• YOUR GOAL:
Return the data below word for word and line for line, leaving out the pictures.

[start of PROVIDED DATA]

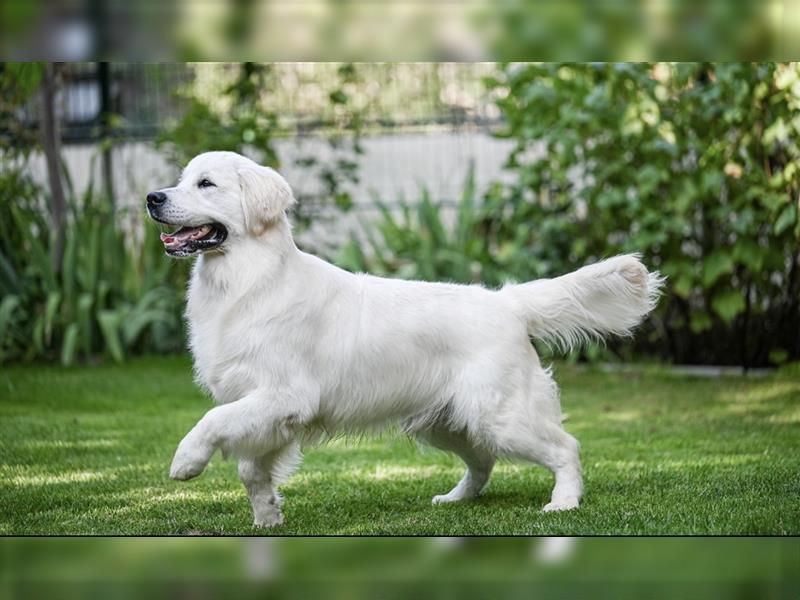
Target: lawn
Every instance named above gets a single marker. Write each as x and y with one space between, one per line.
85 450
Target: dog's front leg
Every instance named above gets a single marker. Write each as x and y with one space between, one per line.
260 423
259 478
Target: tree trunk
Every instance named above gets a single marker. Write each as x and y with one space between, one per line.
51 143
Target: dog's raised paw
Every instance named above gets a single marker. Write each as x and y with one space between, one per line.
559 505
269 519
188 465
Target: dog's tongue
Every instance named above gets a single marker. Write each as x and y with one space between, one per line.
184 234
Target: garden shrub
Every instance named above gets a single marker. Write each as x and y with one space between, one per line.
694 165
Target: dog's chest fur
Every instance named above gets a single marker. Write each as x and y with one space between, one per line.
220 357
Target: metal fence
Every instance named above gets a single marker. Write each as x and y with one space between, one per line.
137 101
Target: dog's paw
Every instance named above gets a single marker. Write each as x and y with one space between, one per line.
450 498
271 518
189 462
563 504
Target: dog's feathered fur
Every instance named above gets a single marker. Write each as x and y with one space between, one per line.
290 345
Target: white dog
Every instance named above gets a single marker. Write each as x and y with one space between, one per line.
291 346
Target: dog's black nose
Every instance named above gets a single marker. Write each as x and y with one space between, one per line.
156 198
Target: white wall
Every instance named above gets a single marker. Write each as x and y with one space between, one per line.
393 166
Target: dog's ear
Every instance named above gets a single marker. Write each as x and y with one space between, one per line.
265 197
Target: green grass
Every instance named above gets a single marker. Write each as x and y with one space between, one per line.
86 450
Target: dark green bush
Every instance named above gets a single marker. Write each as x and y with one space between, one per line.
694 165
112 296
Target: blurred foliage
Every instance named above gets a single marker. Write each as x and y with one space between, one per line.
695 165
113 296
248 125
681 30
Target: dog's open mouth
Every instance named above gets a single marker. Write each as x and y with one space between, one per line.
188 240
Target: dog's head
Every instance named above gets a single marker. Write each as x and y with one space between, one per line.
221 197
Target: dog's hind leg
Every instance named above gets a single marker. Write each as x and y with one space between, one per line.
550 446
260 476
479 463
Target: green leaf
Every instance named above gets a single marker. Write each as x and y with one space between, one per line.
109 321
700 322
728 304
717 264
69 345
786 219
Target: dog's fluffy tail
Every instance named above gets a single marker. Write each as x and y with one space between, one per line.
607 298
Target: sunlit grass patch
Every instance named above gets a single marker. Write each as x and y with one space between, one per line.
87 450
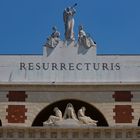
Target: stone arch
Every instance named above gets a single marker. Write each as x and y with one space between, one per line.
91 111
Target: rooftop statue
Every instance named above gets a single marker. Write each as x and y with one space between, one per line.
53 39
52 119
84 39
70 118
68 17
70 112
85 119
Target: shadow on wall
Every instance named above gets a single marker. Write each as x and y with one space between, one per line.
91 111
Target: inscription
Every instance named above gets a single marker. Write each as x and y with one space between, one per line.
70 66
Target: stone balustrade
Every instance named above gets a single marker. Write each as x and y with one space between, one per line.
97 133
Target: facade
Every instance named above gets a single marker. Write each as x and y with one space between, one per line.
70 75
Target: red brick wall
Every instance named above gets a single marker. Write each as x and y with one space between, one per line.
17 96
123 114
16 113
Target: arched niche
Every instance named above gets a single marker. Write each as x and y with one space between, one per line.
91 111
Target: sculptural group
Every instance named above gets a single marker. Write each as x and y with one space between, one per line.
84 39
70 115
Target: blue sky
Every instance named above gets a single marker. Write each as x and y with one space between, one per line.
114 24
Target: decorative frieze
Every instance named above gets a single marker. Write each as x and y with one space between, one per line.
108 133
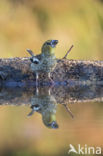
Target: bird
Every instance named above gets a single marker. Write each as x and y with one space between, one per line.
46 61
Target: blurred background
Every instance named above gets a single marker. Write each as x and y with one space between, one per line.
28 23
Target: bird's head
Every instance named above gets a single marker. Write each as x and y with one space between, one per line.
48 47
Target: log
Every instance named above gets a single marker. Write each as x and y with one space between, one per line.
17 72
62 95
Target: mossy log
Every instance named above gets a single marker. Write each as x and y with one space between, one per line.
17 72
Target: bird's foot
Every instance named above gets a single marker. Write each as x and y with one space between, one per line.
51 81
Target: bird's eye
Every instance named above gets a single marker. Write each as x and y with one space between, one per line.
34 60
48 43
31 59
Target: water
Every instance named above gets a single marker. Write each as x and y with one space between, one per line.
44 121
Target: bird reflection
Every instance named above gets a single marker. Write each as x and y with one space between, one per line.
45 104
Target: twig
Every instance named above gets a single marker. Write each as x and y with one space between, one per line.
68 52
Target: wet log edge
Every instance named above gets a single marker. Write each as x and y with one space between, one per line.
18 70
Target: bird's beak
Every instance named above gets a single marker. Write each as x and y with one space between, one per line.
53 125
54 43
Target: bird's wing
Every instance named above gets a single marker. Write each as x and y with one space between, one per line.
36 59
30 52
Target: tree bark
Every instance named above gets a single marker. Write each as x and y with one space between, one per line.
17 72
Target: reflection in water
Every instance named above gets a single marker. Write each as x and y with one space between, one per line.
45 103
44 100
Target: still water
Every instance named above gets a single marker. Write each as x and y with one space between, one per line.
46 120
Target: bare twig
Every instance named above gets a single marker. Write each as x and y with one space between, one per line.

[end of PROVIDED DATA]

• CORRECT RESPONSE:
Target: lawn
Every instance named above gets a single marker. Write each as x and y with one space between, one per line.
85 450
Target: dog's front leg
Every instance named above gets a single marker. Write each as x and y with one space between, one per line.
260 423
259 478
Target: tree trunk
Every instance named above gets a single marker. Write each as x and y with one space between, one per line.
51 143
Target: dog's raised paw
Every instance named above gets a single marker. Write each as x and y with one space between, one per line.
559 505
269 519
188 465
Target: dog's tongue
Every instance named above gets a single marker. Write each as x and y with one space between, one per line.
184 234
Target: garden shrub
Every instance named above gets a single marker. Write each as x and y with one space between, one per line.
694 165
Target: dog's chest fur
Every instance named above gets a single marker. Write each as x and y with one space between, one per line.
220 357
Target: metal fence
Every instance named above gets a single marker. Write each as x and y with one space between, one per line.
137 101
Target: dog's paw
Every instance named above gets a single marker. Write each as x and y with one space between, one per line.
450 498
271 518
189 462
563 504
Target: dog's feathered fur
Every instance named above gets a single marker. Write each as x and y with one space between, one per line.
290 345
Target: white dog
Every instance named above gets a single marker. Write each as x and y with one space between, one per line.
291 346
Target: dog's black nose
Every instance named above gets a single marker. Write each as x and y with one space between, one per line.
156 198
Target: white wall
Every instance named above gets a single marker. Write each as x and y with one space between, one per line.
393 166
Target: dog's ear
Every instance named above gets a single marker. Write each as x and y with one space between, one per line.
265 197
Target: green grass
Every instance named above gets a single marker. Write each as x and y with one space between, one per line.
86 450
Target: dark green bush
Every instance named above gets a single marker. Write each as x and y with one space between, one per line.
694 165
112 296
Target: blurred foliage
Every instance named above gets a single marker. Write each as x and y with one space between, one per line.
695 165
113 296
248 125
681 30
Target: dog's open mouth
Every instance named above gets a single marker. Write each as x and y with one space between, one per line.
188 240
Target: dog's head
Every instance named above gets a single marker. Write each as x and y with one space between, one per line.
221 197
Target: dog's hind leg
Every instance named above gets a single marker. Write each as x and y with one space between, one per line.
550 446
260 476
479 463
Target: green leaf
Every instance named above gets a single marker. Write each as x and y with one space between, one per line.
109 321
700 322
728 304
717 264
69 345
786 219
Target: dog's fluffy tail
Every instance named above gets a single marker. Write each as x and y with one space between, one per line.
607 298
Target: sunlit grass patch
Every instance named above gets a single marker. Write each as x and y with one space between, one per line.
87 450
Target: stone arch
Every instance named above gets a single marker. Write each as x and y with one space between, one per line.
91 111
Target: rooftop statue
Every instance named above gets a single marker. Write each as x and y with one space between, one per line.
53 39
52 119
84 39
70 118
68 17
70 112
85 119
Target: shadow on wall
Every instance named above gets a single marker. Write each as x and y with one space between, one per line.
91 111
Target: inscription
Every instance named above gets a single marker. Write each as x and y with one space between, one per line.
70 66
Target: stone balustrade
Every instance named above gets a single marker. Write each as x and y with one space between, one per line.
97 133
Target: facade
Every instance named above gets a single marker. Write each as x and y with one space between, one per line.
70 75
Target: red brick wall
Every instance named above gets a single marker. Write each as x and y with one space between, one per line.
17 96
123 114
16 113
Target: arched niche
Every instance named above gets a single marker. Write each as x and y with one space between, one per line.
91 111
Target: sculptural group
Every instance named above gets a single marker. Write each as x and y with one space between, one per line.
84 39
70 115
Target: blue sky
Every instance named above gets a single marker. Write each as x and y with one space between, one per line.
114 24
Target: decorative frieze
Every instance named above gets a single marker. Write each as x and y with one space between, one per line.
108 133
Target: bird
Every instance named above gets a single marker. Write each as x and y with one space between, one per line.
46 61
Target: blurred background
Every instance named above gets a single marker. Write each as x and y with one space between, one per line.
28 23
Target: bird's head
Every instance named above gets a single marker. Write each as x and y with one space between, one per line.
48 47
Target: log
Every instance named above gets a single marker. Write each as x and y with one space between, one per line.
17 72
62 95
Target: mossy log
Every instance named above gets a single marker. Write each as x and y with one space between, one per line.
17 72
Target: bird's foot
Every instance named above gets a single marker. Write each as x and y with one space between, one per line.
51 81
Target: bird's eye
Every instance named above gets a single marker. Write each as x and y with one space between, one per line.
34 60
48 43
31 59
Target: water
Every instance named above gets a single marker. Write each as x and y with one space between, one per line.
44 121
Target: bird reflection
Every instance named above gets a single marker. Write each as x and y with one space between, one per line.
45 104
Target: twig
Every instance named above gets a single marker. Write each as x and y with one space between, one per line.
68 52
Target: wet log edge
Every instance named above gets a single marker. Write each as x and y with one space between, one per line.
18 70
Target: bird's beak
Every instance named above gets a single marker. Write each as x and y with one space between, one per line.
53 125
54 43
Target: bird's wing
Every instance named above gets a single marker. Write each as x and y with one space between, one per line.
36 59
30 52
Target: tree bark
Every instance named above gets a single marker. Write each as x and y with one space between, one per line.
17 72
Target: reflection in water
Every instance named above gets a single marker. Write each as x and y with one space between, one per line.
45 103
44 100
Target: still water
Every instance named above gets a single marker. Write each as x and y with one space between, one per line.
46 120
Target: bare twig
Every instance named above gets a single marker. Write each as x and y with one space between, one per line.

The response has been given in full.